Set problem
Render everything from the line containing "One point per instance, written like point(226, 108)", including that line, down to the final line of the entries below as a JSON list of strings, one string per line, with blank lines omitted.

Raw records
▬▬▬▬▬▬▬▬▬▬

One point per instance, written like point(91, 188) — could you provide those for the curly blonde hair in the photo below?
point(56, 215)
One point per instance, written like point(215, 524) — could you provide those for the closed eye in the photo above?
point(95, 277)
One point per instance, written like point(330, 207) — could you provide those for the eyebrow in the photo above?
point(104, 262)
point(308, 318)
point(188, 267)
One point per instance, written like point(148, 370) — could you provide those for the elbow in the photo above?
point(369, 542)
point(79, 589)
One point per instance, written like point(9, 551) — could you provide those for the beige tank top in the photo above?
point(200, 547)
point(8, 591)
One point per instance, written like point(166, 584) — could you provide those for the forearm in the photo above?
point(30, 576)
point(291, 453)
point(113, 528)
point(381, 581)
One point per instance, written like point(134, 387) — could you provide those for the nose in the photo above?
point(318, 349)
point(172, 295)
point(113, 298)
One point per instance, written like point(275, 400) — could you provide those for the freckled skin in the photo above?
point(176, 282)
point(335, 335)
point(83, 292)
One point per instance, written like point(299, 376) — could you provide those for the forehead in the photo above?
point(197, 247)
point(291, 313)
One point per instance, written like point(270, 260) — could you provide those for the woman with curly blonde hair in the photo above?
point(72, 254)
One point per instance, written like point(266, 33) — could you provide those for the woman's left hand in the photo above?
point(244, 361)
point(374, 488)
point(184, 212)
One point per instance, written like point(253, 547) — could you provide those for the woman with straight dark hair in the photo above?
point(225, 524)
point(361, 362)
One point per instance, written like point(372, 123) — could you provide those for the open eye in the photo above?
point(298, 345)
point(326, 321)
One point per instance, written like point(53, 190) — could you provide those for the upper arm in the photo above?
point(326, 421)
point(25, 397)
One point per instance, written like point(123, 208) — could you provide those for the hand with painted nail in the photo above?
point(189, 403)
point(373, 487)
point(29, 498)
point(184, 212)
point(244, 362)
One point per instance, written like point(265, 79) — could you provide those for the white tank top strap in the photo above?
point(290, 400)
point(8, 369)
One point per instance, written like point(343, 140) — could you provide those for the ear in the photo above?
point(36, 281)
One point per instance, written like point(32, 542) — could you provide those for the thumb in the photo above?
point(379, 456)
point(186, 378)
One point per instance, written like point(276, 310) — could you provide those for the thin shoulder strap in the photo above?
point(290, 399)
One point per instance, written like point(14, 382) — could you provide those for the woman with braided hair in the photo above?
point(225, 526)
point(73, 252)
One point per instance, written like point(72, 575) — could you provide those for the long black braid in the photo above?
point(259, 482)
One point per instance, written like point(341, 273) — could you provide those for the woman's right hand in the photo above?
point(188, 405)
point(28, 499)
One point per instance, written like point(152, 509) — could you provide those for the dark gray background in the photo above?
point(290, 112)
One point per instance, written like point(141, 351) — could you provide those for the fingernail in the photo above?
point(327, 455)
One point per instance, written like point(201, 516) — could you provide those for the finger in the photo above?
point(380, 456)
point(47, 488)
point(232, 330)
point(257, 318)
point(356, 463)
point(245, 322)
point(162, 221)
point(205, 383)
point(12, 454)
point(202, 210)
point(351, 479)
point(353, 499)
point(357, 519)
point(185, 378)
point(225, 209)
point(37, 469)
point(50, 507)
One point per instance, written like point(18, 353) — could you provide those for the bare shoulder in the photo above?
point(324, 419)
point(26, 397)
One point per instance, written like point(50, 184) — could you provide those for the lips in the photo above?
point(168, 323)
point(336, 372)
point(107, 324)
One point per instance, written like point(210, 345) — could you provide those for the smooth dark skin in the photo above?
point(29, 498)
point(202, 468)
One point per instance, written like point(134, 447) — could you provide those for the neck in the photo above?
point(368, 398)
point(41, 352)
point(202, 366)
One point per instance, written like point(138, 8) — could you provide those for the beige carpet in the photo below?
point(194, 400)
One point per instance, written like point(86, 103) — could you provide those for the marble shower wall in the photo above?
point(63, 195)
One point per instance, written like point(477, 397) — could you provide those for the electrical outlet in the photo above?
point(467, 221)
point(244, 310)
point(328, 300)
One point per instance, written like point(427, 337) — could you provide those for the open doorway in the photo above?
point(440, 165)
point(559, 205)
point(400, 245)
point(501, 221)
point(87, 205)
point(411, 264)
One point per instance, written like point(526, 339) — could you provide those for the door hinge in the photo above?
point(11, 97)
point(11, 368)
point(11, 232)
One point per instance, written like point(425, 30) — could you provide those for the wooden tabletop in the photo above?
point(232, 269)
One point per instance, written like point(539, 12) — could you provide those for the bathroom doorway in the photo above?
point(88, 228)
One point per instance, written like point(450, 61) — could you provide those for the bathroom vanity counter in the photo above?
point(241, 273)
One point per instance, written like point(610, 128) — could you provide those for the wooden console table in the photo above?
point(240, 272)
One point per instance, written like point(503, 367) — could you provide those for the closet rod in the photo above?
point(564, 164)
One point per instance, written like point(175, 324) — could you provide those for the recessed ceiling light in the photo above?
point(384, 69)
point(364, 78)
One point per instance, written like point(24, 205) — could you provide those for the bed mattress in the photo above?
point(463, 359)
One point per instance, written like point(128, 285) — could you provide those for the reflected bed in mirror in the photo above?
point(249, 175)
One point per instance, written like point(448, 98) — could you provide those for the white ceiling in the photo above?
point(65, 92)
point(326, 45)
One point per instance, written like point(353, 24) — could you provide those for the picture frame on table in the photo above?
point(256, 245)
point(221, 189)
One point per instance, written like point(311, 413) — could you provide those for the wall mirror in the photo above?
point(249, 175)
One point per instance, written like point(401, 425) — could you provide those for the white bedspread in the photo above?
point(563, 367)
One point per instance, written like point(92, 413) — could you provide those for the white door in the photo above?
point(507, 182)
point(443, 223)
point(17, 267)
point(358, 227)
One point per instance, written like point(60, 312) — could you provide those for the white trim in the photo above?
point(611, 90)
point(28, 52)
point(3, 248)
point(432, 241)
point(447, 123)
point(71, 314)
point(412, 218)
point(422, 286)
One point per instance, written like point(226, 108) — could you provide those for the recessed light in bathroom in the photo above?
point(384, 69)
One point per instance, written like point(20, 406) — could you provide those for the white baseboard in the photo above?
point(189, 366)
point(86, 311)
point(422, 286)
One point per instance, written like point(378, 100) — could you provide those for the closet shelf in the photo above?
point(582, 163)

▬▬▬▬▬▬▬▬▬▬

Task solution
[
  "One point per instance, written like point(226, 108) — could you provide those for the recessed light in bathroom in the photo above?",
  "point(384, 69)",
  "One point per instance, written like point(20, 406) — could you provide those for the white baseboard in the photo above?",
  "point(189, 366)",
  "point(86, 311)",
  "point(422, 286)",
  "One point per instance, written like point(378, 100) — could you provide those for the closet shelf in the photo above?",
  "point(582, 163)"
]